→ INSTRUCTION:
Continue the patent text below on language-independent voice searching in mobile communication devices, starting after its last sentence.

→ DOCUMENT TEXT:
A method and apparatus for language independent voice searching in a mobile communication device is disclosed. The method may include receiving a search query from a user of the mobile communication device, converting speech parts in the search query into linguistic representations which covers at least one languages, generating a search phoneme lattice based on the linguistic representations, extracting query features from the search phoneme lattice, generating query feature vectors based on the extracted features, performing a coarse search using the query feature vectors and the indexing feature vectors from the indexing database, performing a fine search using the results of the coarse search and the indexing phoneme lattices stored in the indexing database, and outputting the fine search results to a dialog manager.

Description

    BACKGROUND OF THE INVENTION
  • 1. Field of the Invention
  • The invention relates to mobile communication devices, and in particular, to voice indexing and searching in mobile communication devices.

→ ITEMS:
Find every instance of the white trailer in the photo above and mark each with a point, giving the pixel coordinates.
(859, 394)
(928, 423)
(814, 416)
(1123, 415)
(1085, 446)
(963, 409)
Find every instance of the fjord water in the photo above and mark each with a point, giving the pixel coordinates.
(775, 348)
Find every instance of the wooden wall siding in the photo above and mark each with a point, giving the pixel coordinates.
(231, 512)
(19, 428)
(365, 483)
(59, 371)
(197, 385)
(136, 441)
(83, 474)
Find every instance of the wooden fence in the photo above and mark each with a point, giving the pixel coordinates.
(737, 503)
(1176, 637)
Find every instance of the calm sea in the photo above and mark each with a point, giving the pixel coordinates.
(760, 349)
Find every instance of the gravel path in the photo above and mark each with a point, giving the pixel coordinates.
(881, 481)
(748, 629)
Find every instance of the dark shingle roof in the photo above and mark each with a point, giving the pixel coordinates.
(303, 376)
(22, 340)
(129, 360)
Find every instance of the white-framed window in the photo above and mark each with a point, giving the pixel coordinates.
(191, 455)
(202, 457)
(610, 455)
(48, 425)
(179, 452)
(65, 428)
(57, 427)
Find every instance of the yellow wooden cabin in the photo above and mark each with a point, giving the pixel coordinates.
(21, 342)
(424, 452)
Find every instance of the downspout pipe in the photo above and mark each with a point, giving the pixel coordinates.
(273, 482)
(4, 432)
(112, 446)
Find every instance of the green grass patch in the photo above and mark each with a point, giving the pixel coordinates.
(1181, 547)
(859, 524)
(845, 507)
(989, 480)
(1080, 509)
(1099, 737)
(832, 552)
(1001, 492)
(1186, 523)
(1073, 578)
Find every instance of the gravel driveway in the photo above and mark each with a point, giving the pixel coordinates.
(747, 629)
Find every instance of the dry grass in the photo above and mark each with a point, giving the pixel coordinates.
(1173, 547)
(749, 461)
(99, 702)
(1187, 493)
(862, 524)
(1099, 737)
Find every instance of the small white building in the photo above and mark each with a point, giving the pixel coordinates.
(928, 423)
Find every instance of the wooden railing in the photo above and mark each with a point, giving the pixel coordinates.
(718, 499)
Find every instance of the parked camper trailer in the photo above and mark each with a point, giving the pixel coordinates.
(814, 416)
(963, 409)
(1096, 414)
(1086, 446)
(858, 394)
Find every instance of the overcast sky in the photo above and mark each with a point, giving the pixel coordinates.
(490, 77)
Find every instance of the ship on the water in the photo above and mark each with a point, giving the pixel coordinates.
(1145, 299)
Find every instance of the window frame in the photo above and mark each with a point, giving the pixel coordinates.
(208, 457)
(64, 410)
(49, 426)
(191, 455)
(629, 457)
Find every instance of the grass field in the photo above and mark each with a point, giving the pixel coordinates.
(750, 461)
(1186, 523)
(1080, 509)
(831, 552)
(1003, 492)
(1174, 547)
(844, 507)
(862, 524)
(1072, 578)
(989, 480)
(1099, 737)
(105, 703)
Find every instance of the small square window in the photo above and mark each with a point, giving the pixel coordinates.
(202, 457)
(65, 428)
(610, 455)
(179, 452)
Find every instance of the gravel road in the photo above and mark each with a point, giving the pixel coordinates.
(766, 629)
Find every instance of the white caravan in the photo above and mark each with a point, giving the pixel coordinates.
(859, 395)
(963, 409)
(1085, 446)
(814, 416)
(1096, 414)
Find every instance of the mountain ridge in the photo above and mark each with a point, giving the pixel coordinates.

→ OUTPUT FOR THIS EXERCISE:
  • 2. Introduction
  • Mobile communication devices such as cellular phones are very pervasive communication devices used by people of all languages. The usage of the devices has expanded far beyond pure voice communication. User is able now to use the mobile communication devices as voice recorders to record notes, conversations, messages, etc. User can also annotate contents such as photos, videos and applications on the device with voices.
  • While these capabilities have been expanded, the ability to search for the stored audio contents on the mobile communication device is limited. Due to the difficulty of navigating the contents with buttons, mobile communication device users may find it useful to be able to quickly find voice annotated contents, stored voice-recorded conversations, notes and messages.
  • SUMMARY OF THE INVENTION
  • A method and apparatus for language independent voice indexing and searching in a mobile communication device is disclosed. The method may include receiving a search query from a user of the mobile communication device, converting speech parts in the search query into linguistic representations, generating a search phoneme lattice based on the linguistic representations, extracting query features from the search phoneme lattice, generating query feature vectors based on the extracted features, performing a coarse search using the query feature vectors and the indexing feature vectors from the indexing database, performing a fine search using the results of the coarse search and the indexing phoneme lattices stored in the indexing database, and outputting the fine search results to a dialog manager.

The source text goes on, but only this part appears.